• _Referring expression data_
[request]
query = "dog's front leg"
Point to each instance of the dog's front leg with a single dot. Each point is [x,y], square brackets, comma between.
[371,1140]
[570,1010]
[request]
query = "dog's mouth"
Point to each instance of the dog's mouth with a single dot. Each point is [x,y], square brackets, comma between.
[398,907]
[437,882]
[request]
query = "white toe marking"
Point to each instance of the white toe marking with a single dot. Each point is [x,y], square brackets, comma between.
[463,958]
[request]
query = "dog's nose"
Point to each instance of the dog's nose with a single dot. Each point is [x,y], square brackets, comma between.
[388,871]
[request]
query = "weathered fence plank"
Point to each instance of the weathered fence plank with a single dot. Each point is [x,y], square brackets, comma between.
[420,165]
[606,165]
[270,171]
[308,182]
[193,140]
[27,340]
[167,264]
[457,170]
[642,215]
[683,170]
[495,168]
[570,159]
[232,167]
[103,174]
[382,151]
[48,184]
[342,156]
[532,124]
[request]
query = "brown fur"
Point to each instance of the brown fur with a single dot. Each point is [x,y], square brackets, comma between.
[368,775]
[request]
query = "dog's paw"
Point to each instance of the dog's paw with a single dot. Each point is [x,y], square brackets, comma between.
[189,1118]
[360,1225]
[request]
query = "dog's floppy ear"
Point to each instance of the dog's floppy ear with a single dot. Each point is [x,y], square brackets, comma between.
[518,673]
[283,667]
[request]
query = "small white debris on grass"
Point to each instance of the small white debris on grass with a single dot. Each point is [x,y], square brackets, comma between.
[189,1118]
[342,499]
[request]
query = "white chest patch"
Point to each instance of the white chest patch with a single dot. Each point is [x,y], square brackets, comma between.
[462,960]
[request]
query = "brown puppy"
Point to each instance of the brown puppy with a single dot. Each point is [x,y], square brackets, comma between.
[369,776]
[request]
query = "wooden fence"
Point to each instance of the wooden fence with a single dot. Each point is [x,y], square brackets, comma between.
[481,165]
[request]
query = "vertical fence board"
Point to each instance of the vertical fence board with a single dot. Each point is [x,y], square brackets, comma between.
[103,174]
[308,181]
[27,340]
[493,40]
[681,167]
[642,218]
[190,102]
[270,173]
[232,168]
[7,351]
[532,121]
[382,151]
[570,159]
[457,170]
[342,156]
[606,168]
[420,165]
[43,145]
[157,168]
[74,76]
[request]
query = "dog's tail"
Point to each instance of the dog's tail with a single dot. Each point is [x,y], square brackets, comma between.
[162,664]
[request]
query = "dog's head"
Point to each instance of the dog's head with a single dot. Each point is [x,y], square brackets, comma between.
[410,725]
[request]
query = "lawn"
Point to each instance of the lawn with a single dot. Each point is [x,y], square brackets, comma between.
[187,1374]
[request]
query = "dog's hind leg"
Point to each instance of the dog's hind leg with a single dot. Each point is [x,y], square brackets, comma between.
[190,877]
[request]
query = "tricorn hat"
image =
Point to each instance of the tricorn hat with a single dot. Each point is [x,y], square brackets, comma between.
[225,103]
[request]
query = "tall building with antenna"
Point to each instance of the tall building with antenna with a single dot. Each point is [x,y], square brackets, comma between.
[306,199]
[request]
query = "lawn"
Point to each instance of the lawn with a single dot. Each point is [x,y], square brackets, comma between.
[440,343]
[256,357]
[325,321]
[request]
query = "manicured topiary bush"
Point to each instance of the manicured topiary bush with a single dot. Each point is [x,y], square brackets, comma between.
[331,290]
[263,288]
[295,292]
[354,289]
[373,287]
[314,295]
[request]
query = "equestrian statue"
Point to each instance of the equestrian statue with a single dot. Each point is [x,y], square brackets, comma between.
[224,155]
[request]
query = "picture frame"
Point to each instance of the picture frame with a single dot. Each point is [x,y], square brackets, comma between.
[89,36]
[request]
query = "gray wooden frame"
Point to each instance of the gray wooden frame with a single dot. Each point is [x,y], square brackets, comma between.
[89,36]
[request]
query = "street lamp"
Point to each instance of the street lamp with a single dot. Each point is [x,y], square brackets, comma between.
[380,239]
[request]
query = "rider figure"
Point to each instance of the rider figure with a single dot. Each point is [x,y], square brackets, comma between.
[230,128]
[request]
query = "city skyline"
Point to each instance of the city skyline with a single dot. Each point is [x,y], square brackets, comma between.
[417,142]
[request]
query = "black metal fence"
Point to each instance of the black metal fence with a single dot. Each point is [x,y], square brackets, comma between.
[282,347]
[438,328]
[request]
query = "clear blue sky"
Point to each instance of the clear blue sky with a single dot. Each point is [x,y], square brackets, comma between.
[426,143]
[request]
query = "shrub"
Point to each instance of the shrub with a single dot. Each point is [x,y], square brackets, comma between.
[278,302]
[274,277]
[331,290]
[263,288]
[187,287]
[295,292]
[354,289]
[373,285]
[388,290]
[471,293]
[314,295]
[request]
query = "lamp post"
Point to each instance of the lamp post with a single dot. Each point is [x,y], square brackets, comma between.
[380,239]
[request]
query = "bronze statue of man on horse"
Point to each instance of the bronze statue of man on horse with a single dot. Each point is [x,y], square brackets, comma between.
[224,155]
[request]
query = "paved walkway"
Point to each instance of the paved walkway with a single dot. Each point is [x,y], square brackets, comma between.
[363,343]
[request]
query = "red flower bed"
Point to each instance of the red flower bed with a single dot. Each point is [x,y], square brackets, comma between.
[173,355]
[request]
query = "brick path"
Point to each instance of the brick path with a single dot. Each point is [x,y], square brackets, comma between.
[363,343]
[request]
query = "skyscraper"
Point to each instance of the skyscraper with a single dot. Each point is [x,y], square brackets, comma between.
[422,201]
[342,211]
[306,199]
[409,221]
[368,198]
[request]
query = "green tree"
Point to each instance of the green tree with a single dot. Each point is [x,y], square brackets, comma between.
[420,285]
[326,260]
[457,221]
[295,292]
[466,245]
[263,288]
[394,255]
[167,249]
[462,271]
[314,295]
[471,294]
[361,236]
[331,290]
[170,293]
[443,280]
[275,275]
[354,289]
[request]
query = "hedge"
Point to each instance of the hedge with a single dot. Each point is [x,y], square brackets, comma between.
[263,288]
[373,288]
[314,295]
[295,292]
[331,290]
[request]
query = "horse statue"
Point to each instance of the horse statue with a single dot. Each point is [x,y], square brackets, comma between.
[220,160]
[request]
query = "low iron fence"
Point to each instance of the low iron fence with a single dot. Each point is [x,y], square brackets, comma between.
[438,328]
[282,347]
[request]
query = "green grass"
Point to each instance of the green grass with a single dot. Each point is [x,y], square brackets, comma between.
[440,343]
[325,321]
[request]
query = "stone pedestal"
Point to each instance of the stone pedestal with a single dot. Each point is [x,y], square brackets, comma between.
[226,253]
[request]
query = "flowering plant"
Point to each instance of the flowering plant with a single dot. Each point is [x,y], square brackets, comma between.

• _EXERCISE DESCRIPTION_
Transcribe every entry exactly as it reads.

• _ANSWER SPACE_
[request]
query = "dog's front leg"
Point to each instance of the dog's front leg with a single dot. Each point is [x,y], square brackets, comma between.
[371,1140]
[570,1010]
[request]
query = "dog's mouth"
Point to each instance of the dog's mouth with a single dot. Each point is [x,y], square brackets, comma between.
[398,907]
[437,882]
[request]
query = "white toe marking"
Point to each instance of the white toe marking with a single dot. Each point is [x,y], square brackets, comma between.
[463,958]
[request]
query = "dog's nose"
Point to each instance of the dog's nose with a single dot. Each point is [x,y], square brackets, comma between.
[388,871]
[request]
query = "weathered fence plank"
Point to each instance of the weathered fence plank with a single dot. Each point is [x,y], square brackets, comma between.
[420,165]
[606,165]
[270,171]
[308,182]
[193,140]
[27,340]
[167,264]
[457,170]
[642,215]
[683,170]
[495,168]
[570,159]
[232,167]
[103,174]
[382,151]
[48,184]
[342,156]
[532,124]
[request]
query = "brown fur"
Point to each instance of the brown fur with a single dot. Each point is [x,y], square brackets, comma between.
[368,775]
[request]
query = "dog's paw"
Point to each instance of the dog's paw with a single dot. Each point is [x,y], square brackets, comma between.
[189,1118]
[360,1225]
[request]
query = "dog's floppy ear"
Point to each instance of the dog's floppy ear with a single dot. Each point is [x,y], square brackets, comma between.
[518,673]
[283,667]
[request]
query = "small white debris on grass"
Point to each instance of the small white debris on grass with a single dot. Each point is [x,y], square brackets, comma between.
[189,1118]
[342,499]
[request]
query = "white chest patch"
Point to each instance of the white chest patch with a single dot. Each point is [x,y], square brackets, comma between.
[462,960]
[request]
query = "brown puppy"
Point to each instance of the brown puppy with a single dot. Each point is [x,y], square brackets, comma between.
[369,776]
[request]
query = "wooden fence"
Point to each instance of the wooden fence with a single dot. Each point is [x,y], square brackets, comma between.
[481,165]
[request]
query = "vertical fence board"
Point to each instance of the vertical fence board with a single dot. Each point is [x,y], square brackets, comma between.
[103,174]
[308,181]
[27,340]
[493,40]
[681,167]
[642,218]
[190,102]
[270,173]
[232,168]
[7,351]
[532,121]
[382,151]
[570,159]
[457,170]
[342,156]
[606,168]
[420,165]
[43,145]
[157,168]
[74,76]
[request]
query = "dog's tail"
Point to each instance of the dog's tail with a single dot. Each point is [x,y], square brackets, comma between.
[162,664]
[request]
query = "dog's head"
Point to each instance of the dog's head with a single dot. Each point is [x,y], square brackets, comma between.
[410,725]
[request]
query = "lawn"
Point to each instance of the lawn with a single dot. Each point is [x,y], square brackets, comma between.
[187,1374]
[request]
query = "dog's hind leg"
Point to each instance of the dog's hind leg with a single dot. Each point is [x,y], square brackets, comma between.
[190,877]
[request]
query = "tricorn hat"
image =
Point to each instance of the tricorn hat with a single dot. Each point is [x,y], square brackets, comma between.
[225,103]
[request]
query = "tall building with antenna"
Point to each instance of the tall building with antenna with a single dot. Each point is [x,y], square brackets, comma between.
[306,199]
[request]
query = "lawn"
Point to each instance of the lawn with a single dot. Each point is [x,y], square brackets, comma between.
[440,343]
[256,357]
[325,321]
[request]
query = "manicured topiary bush"
Point to each instance of the manicured topiary bush with a single dot. Each point is [x,y], square brackets, comma between.
[331,290]
[263,288]
[295,292]
[354,289]
[373,287]
[314,295]
[request]
query = "equestrian statue"
Point to each instance of the equestrian statue with a single dot. Each point is [x,y], square brackets, comma between.
[224,155]
[request]
query = "picture frame"
Point to each instance of the picture frame with a single dot. Each point is [x,y], square brackets, comma between.
[89,36]
[request]
query = "gray wooden frame"
Point to each instance of the gray wooden frame with a single dot. Each point is [x,y], square brackets, comma between.
[89,36]
[request]
query = "street lamp"
Point to each instance of the street lamp with a single dot. Each point is [x,y], square brackets, comma between.
[380,239]
[request]
query = "rider figure"
Point to each instance of the rider figure with a single dot. Each point is [x,y], square brackets, comma between.
[230,128]
[request]
query = "city skyline"
Point to each instance of the city skyline with a single dot. Each point is [x,y], square brackets, comma between.
[417,142]
[request]
query = "black metal fence"
Point to each instance of the black metal fence with a single dot. Each point is [x,y], square brackets, comma between.
[282,347]
[438,328]
[request]
query = "clear blue sky"
Point to each instance of the clear blue sky with a single dot. Each point is [x,y], square brackets, comma between.
[426,143]
[request]
query = "shrub"
Point to each instance of the shrub with a single dot. Each point is [x,y], square brackets, comma between.
[278,302]
[274,277]
[331,290]
[263,288]
[187,287]
[295,292]
[354,289]
[373,285]
[388,290]
[471,293]
[314,295]
[request]
query = "lamp post"
Point to each instance of the lamp post with a single dot. Each point is [x,y], square brackets, comma between.
[380,239]
[request]
query = "bronze statue of man on horse"
Point to each instance of the bronze statue of man on horse with a single dot. Each point is [x,y], square brackets, comma between.
[224,155]
[request]
query = "paved walkway"
Point to each instance of the paved walkway with a single dot. Each point is [x,y], square brackets, comma between.
[363,343]
[request]
query = "red flower bed"
Point to each instance of the red flower bed with a single dot. Each point is [x,y], square brackets, comma between.
[173,355]
[request]
query = "brick path"
Point to each instance of the brick path with a single dot. Each point is [x,y], square brackets, comma between.
[363,343]
[request]
query = "skyscraper"
Point to each instance of the skyscraper with a single dot. Each point is [x,y], square brackets, comma between.
[422,201]
[342,211]
[306,199]
[409,221]
[368,198]
[request]
query = "green tree"
Point to each instance of the green tree with a single dot. Each point is [x,y], square brackets, comma between.
[420,285]
[326,260]
[457,221]
[295,292]
[466,245]
[263,288]
[394,255]
[167,249]
[462,271]
[314,295]
[471,294]
[361,236]
[331,290]
[170,293]
[443,280]
[275,275]
[354,289]
[request]
query = "hedge"
Point to each instance of the hedge with a single dot. Each point is [x,y], square brackets, comma between.
[263,288]
[373,288]
[314,295]
[295,292]
[331,290]
[request]
query = "horse statue"
Point to each instance of the horse statue with a single dot. Each point is [x,y], square brackets, comma between.
[220,160]
[request]
query = "low iron fence"
Point to each instance of the low iron fence with a single dot. Each point is [x,y], square brackets, comma between.
[438,328]
[282,347]
[request]
query = "green grass"
Point to each instance of the green grass with a single dot. Each point is [x,y], square brackets, comma between.
[440,343]
[325,321]
[request]
query = "stone pedestal"
Point to each instance of the stone pedestal with a single dot. Each point is [x,y], square brackets, comma between.
[226,253]
[request]
query = "flowering plant"
Point to each instance of the flowering plant with a single dot. Each point is [x,y], square brackets, comma between.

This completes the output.